Put every line of the items below into a JSON list of strings, one string per line, skipping blank lines. Leave the pictures out of the list.
# RECORDS TO PROCESS start
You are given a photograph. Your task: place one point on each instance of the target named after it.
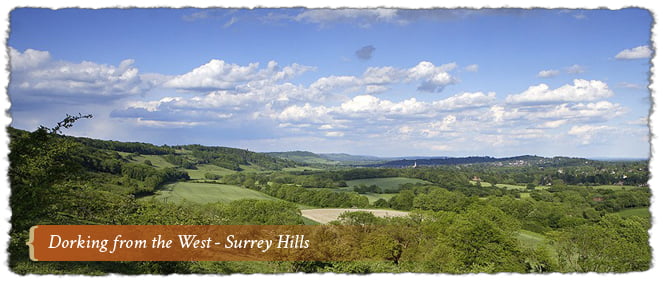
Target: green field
(387, 183)
(199, 173)
(157, 161)
(529, 239)
(202, 193)
(642, 212)
(372, 197)
(614, 187)
(507, 186)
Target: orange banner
(195, 242)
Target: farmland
(203, 193)
(388, 184)
(327, 215)
(457, 225)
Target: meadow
(203, 193)
(388, 184)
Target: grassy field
(372, 197)
(157, 161)
(327, 215)
(614, 187)
(202, 193)
(507, 186)
(390, 184)
(642, 212)
(207, 168)
(529, 239)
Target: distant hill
(511, 161)
(303, 157)
(329, 159)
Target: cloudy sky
(384, 82)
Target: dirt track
(327, 215)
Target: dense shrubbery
(456, 226)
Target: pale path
(327, 215)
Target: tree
(37, 161)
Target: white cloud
(640, 52)
(586, 133)
(219, 75)
(365, 16)
(552, 124)
(334, 134)
(465, 100)
(472, 68)
(34, 73)
(575, 69)
(631, 85)
(548, 73)
(305, 113)
(581, 90)
(29, 59)
(640, 121)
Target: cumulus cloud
(365, 52)
(581, 90)
(217, 75)
(472, 68)
(640, 52)
(548, 73)
(575, 69)
(465, 100)
(552, 123)
(431, 78)
(34, 73)
(362, 17)
(586, 133)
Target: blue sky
(385, 82)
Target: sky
(381, 82)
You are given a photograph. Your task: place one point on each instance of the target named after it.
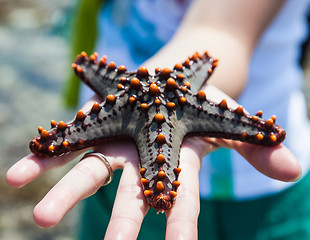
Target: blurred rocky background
(34, 62)
(34, 40)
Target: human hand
(130, 207)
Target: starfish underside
(157, 112)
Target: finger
(80, 182)
(276, 162)
(129, 207)
(32, 166)
(186, 209)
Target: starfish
(157, 112)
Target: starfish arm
(204, 118)
(102, 78)
(159, 146)
(103, 122)
(196, 70)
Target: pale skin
(229, 31)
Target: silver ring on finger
(105, 161)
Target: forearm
(226, 32)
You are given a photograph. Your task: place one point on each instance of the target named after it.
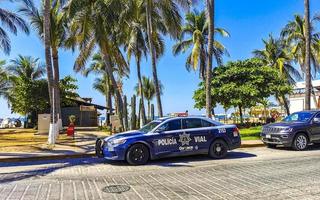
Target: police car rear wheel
(218, 149)
(137, 154)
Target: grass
(252, 133)
(17, 140)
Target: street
(252, 173)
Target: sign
(87, 108)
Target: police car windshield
(299, 117)
(150, 126)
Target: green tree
(242, 84)
(97, 24)
(167, 12)
(4, 81)
(57, 36)
(196, 27)
(295, 33)
(12, 22)
(275, 54)
(149, 91)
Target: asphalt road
(255, 173)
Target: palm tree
(13, 22)
(294, 33)
(149, 91)
(103, 83)
(196, 28)
(137, 43)
(26, 67)
(57, 39)
(276, 55)
(307, 54)
(210, 16)
(4, 82)
(96, 24)
(168, 12)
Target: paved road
(255, 173)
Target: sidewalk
(82, 146)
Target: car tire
(137, 154)
(218, 149)
(300, 142)
(271, 146)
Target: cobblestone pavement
(261, 174)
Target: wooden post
(152, 112)
(133, 113)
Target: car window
(192, 123)
(170, 126)
(206, 123)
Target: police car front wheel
(137, 154)
(218, 149)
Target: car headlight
(286, 130)
(116, 142)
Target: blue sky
(248, 22)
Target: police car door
(195, 136)
(166, 141)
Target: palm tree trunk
(149, 109)
(153, 56)
(143, 112)
(307, 58)
(47, 44)
(210, 11)
(56, 77)
(108, 70)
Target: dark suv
(297, 131)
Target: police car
(168, 137)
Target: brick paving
(261, 174)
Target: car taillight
(235, 132)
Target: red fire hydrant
(70, 130)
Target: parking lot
(255, 173)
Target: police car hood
(128, 134)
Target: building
(297, 100)
(84, 110)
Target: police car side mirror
(316, 120)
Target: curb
(49, 157)
(83, 155)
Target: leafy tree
(296, 35)
(242, 84)
(13, 22)
(4, 81)
(196, 27)
(275, 54)
(58, 35)
(168, 13)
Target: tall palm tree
(276, 55)
(13, 22)
(149, 91)
(137, 43)
(196, 27)
(210, 16)
(103, 83)
(307, 54)
(294, 33)
(26, 67)
(96, 24)
(57, 39)
(4, 81)
(169, 14)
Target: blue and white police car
(168, 137)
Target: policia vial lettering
(184, 139)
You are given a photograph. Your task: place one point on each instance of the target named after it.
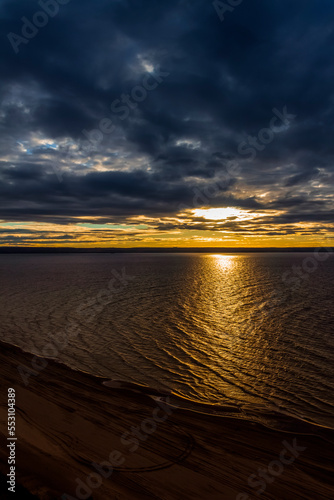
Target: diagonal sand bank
(68, 420)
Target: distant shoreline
(25, 250)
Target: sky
(139, 123)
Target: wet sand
(69, 423)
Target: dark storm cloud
(224, 80)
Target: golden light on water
(224, 262)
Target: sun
(223, 213)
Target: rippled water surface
(212, 328)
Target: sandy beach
(78, 438)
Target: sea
(251, 329)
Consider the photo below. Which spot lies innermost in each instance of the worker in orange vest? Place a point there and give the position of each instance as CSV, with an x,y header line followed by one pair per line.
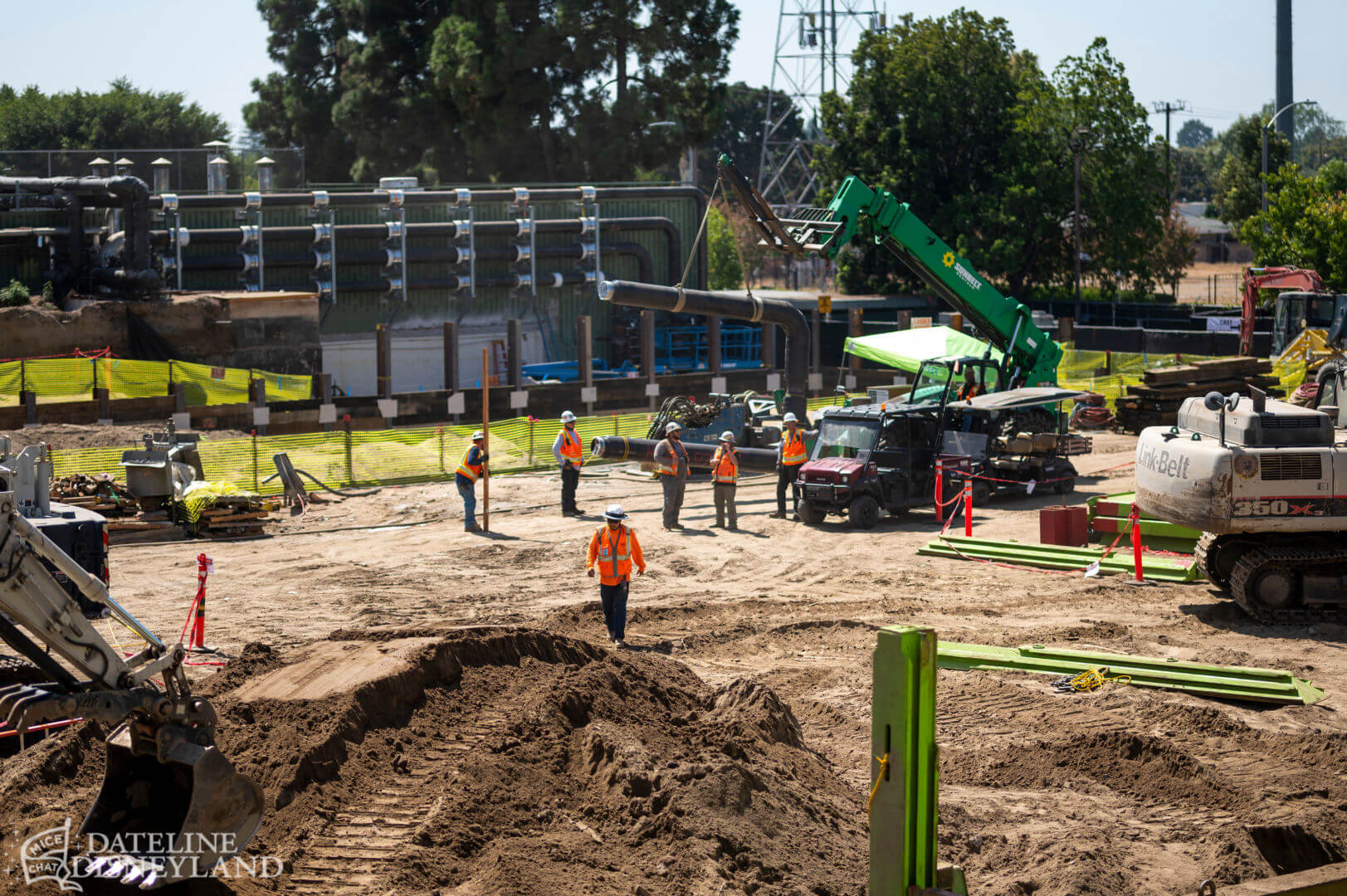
x,y
471,468
725,476
613,548
671,458
570,455
791,455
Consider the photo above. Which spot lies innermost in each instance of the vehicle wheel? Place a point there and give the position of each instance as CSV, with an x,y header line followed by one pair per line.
x,y
864,512
811,514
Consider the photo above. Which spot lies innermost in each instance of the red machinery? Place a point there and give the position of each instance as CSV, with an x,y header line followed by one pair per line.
x,y
1284,278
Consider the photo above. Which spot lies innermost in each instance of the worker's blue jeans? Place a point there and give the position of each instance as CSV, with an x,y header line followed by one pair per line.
x,y
469,492
614,608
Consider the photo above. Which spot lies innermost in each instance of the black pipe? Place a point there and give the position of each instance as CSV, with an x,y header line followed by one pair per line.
x,y
642,295
618,448
569,278
129,194
421,197
419,255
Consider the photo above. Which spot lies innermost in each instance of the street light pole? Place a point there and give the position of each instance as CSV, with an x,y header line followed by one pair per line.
x,y
1290,105
1076,143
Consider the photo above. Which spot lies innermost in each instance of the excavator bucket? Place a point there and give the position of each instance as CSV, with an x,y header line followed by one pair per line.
x,y
157,822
# RECORDS TO PROCESS end
- [THE RESPONSE]
[
  "You are given a photograph. Your task: place one point on each instance of the target named after it.",
  "Target: green field",
  "(387, 183)",
  "(199, 173)",
  "(157, 161)",
  "(529, 239)",
  "(202, 193)",
  "(642, 212)",
  "(372, 197)",
  "(614, 187)",
  "(507, 186)",
  "Target: orange banner",
  "(195, 242)",
  "Target: farmland",
  "(203, 193)",
  "(388, 184)",
  "(327, 215)",
  "(457, 225)",
  "Target: meadow",
  "(203, 193)",
  "(388, 184)",
  "Target: grassy field",
  "(372, 197)",
  "(157, 161)",
  "(327, 215)",
  "(614, 187)",
  "(202, 193)",
  "(507, 186)",
  "(390, 184)",
  "(642, 212)",
  "(207, 168)",
  "(529, 239)",
  "Target: distant hill",
  "(511, 161)",
  "(303, 157)",
  "(329, 159)",
  "Target: cloudy sky",
  "(384, 82)",
  "Target: dirt track",
  "(327, 215)",
  "Target: dense shrubbery",
  "(456, 226)",
  "Target: pale path",
  "(327, 215)",
  "Target: tree",
  "(37, 161)",
  "Target: white cloud",
  "(640, 52)",
  "(586, 133)",
  "(219, 75)",
  "(365, 16)",
  "(552, 124)",
  "(334, 134)",
  "(465, 100)",
  "(472, 68)",
  "(34, 73)",
  "(575, 69)",
  "(631, 85)",
  "(548, 73)",
  "(305, 113)",
  "(581, 90)",
  "(29, 59)",
  "(640, 121)",
  "Target: cumulus cloud",
  "(365, 52)",
  "(581, 90)",
  "(217, 75)",
  "(472, 68)",
  "(640, 52)",
  "(548, 73)",
  "(575, 69)",
  "(465, 100)",
  "(552, 123)",
  "(431, 78)",
  "(34, 73)",
  "(362, 17)",
  "(586, 133)",
  "Target: blue sky",
  "(385, 82)",
  "Target: sky",
  "(381, 82)",
  "You are given a photograph. Your task: place one point on each instance of the target named after it.",
  "Target: blurred rocky background",
  "(34, 62)",
  "(34, 40)",
  "Target: human hand",
  "(130, 207)",
  "Target: starfish underside",
  "(157, 112)",
  "Target: finger",
  "(80, 182)",
  "(276, 162)",
  "(129, 207)",
  "(32, 166)",
  "(186, 209)",
  "Target: starfish",
  "(157, 112)",
  "Target: starfish arm",
  "(204, 118)",
  "(102, 78)",
  "(159, 146)",
  "(103, 122)",
  "(196, 70)",
  "Target: pale skin",
  "(229, 31)",
  "Target: silver ring on finger",
  "(105, 161)",
  "Target: forearm",
  "(226, 32)",
  "You are given a photograph. Your task: place one point on each instance of the target named after it.",
  "Target: police car rear wheel",
  "(218, 149)",
  "(137, 154)",
  "Target: grass",
  "(252, 133)",
  "(17, 140)",
  "Target: street",
  "(252, 173)",
  "Target: sign",
  "(87, 108)",
  "Target: police car windshield",
  "(299, 117)",
  "(150, 126)",
  "Target: green tree",
  "(242, 84)",
  "(97, 24)",
  "(167, 12)",
  "(4, 81)",
  "(57, 36)",
  "(196, 27)",
  "(295, 33)",
  "(12, 22)",
  "(275, 54)",
  "(149, 91)",
  "Target: asphalt road",
  "(255, 173)",
  "Target: palm tree",
  "(13, 22)",
  "(294, 33)",
  "(149, 91)",
  "(103, 83)",
  "(196, 28)",
  "(137, 43)",
  "(26, 67)",
  "(57, 39)",
  "(276, 55)",
  "(307, 54)",
  "(210, 16)",
  "(4, 82)",
  "(96, 24)",
  "(168, 12)",
  "Target: paved road",
  "(255, 173)",
  "Target: sidewalk",
  "(82, 146)",
  "Target: car tire",
  "(137, 154)",
  "(218, 149)",
  "(300, 142)",
  "(271, 146)",
  "Target: cobblestone pavement",
  "(261, 174)",
  "Target: wooden post",
  "(152, 112)",
  "(133, 113)",
  "Target: car window",
  "(192, 123)",
  "(170, 126)",
  "(206, 123)",
  "Target: police car front wheel",
  "(137, 154)",
  "(218, 149)",
  "Target: car headlight",
  "(286, 130)",
  "(116, 142)",
  "Target: blue sky",
  "(248, 22)",
  "Target: police car door",
  "(195, 136)",
  "(166, 141)",
  "Target: palm tree trunk",
  "(149, 109)",
  "(153, 56)",
  "(143, 112)",
  "(307, 58)",
  "(47, 44)",
  "(210, 11)",
  "(56, 77)",
  "(108, 70)",
  "Target: dark suv",
  "(297, 131)",
  "Target: police car",
  "(168, 137)",
  "Target: brick paving",
  "(261, 174)",
  "Target: car taillight",
  "(235, 132)",
  "Target: red fire hydrant",
  "(70, 130)",
  "Target: parking lot",
  "(255, 173)",
  "Target: police car hood",
  "(128, 134)",
  "Target: building",
  "(297, 100)",
  "(84, 110)",
  "Target: police car side mirror",
  "(316, 120)",
  "Target: curb",
  "(49, 157)",
  "(83, 155)",
  "Target: leafy tree",
  "(296, 35)",
  "(242, 84)",
  "(13, 22)",
  "(4, 81)",
  "(196, 27)",
  "(275, 54)",
  "(58, 35)",
  "(168, 13)",
  "Target: tall palm tree",
  "(276, 55)",
  "(13, 22)",
  "(149, 91)",
  "(137, 43)",
  "(196, 27)",
  "(210, 16)",
  "(103, 83)",
  "(307, 54)",
  "(294, 33)",
  "(26, 67)",
  "(96, 24)",
  "(57, 39)",
  "(4, 81)",
  "(169, 14)",
  "Target: blue and white police car",
  "(168, 137)",
  "Target: policia vial lettering",
  "(184, 139)",
  "You are given a photograph. Your task: place one point on each instance of the target named after it.",
  "Target: diagonal sand bank",
  "(68, 420)",
  "Target: distant shoreline",
  "(25, 250)",
  "Target: sky",
  "(139, 123)",
  "Target: wet sand",
  "(69, 423)",
  "Target: dark storm cloud",
  "(224, 80)",
  "Target: golden light on water",
  "(224, 262)",
  "Target: sun",
  "(223, 213)",
  "Target: rippled water surface",
  "(212, 328)",
  "Target: sandy beach",
  "(78, 438)",
  "Target: sea",
  "(251, 329)",
  "Consider the photo below. Which spot lies innermost in each instance of the worker in orange vest? Place a point there and give the position of each instance as CSV, with an x,y header line followed by one pair per line.",
  "x,y",
  "471,468",
  "725,476",
  "613,548",
  "671,458",
  "570,455",
  "791,455",
  "Consider the photo above. Which spot lies innermost in each instance of the vehicle wheel? Place a point there and give the position of each instance as CSV, with an x,y header line followed by one pair per line.",
  "x,y",
  "864,512",
  "811,514",
  "Consider the photo above. Which spot lies innermost in each instance of the red machinery? Place a point there and give the position of each instance as CSV, with an x,y header line followed by one pair per line.",
  "x,y",
  "1284,278",
  "Consider the photo above. Which spot lies innermost in each instance of the worker's blue jeans? Place a point there and give the position of each instance as CSV, with an x,y header line followed by one pair per line.",
  "x,y",
  "469,492",
  "614,608",
  "Consider the photo above. Which spot lies innermost in each instance of the black pipe? Place a point there and give the position of each instance as CSV, with an x,y header line followed by one pair per line.",
  "x,y",
  "642,295",
  "618,448",
  "569,278",
  "129,194",
  "421,197",
  "419,255",
  "Consider the photo above. Which spot lies innermost in each instance of the street light pole? Place a point there and give the position of each instance as CSV, with an x,y header line followed by one pair per line.",
  "x,y",
  "1290,105",
  "1076,143",
  "Consider the photo above. Which spot lies innermost in each instance of the excavator bucket? Place a point there and give the position of each instance as CSV, with an x,y header line followed by one pair per line.",
  "x,y",
  "157,822"
]